* **OBJECTIVE**: Reproduce the entire listing below, requests included, but shift every pixel coordinate in the answers up by 50; the numbers in the requests and their format samples stay as they are. Leave the pictures out of your version.

* **RECORDS TO PROCESS**:
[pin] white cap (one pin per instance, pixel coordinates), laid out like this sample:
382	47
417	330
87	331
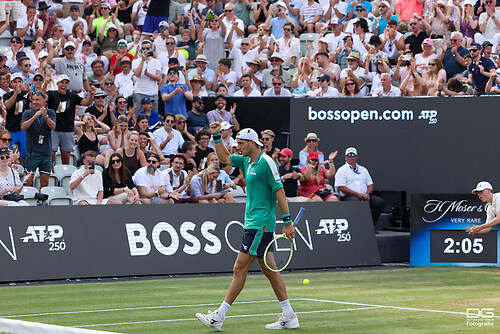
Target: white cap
69	44
16	75
351	150
62	77
249	134
481	186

* **PROBLEM SOLUTION**:
[pin] white cap (one pin per instance, pixel coordinates), laid out like this sample:
382	47
417	330
87	331
Target: white cap
119	94
66	125
401	200
112	127
299	184
531	236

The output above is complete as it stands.